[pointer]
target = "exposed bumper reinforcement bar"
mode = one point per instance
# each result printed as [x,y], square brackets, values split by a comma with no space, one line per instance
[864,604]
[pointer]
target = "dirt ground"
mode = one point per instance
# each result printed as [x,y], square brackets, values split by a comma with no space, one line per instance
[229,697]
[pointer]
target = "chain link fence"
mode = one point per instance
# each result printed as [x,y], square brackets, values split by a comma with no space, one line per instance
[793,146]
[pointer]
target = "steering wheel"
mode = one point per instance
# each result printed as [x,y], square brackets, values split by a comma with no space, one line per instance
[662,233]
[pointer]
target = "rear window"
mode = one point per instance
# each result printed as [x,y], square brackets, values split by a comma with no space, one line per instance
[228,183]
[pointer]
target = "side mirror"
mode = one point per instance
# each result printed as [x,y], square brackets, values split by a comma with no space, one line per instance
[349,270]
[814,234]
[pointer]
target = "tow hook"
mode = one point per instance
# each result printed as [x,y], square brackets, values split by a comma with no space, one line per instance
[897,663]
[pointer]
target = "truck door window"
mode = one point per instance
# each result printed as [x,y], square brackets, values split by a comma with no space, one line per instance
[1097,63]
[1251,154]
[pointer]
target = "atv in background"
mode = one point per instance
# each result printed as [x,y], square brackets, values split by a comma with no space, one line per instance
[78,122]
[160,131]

§

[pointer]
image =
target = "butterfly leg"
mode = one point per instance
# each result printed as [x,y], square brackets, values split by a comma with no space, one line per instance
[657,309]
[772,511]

§

▶ [SET TASK] How many lines of the material contain the string "window"? Reply with the number alone.

▶ [WRITTEN RESPONSE] 2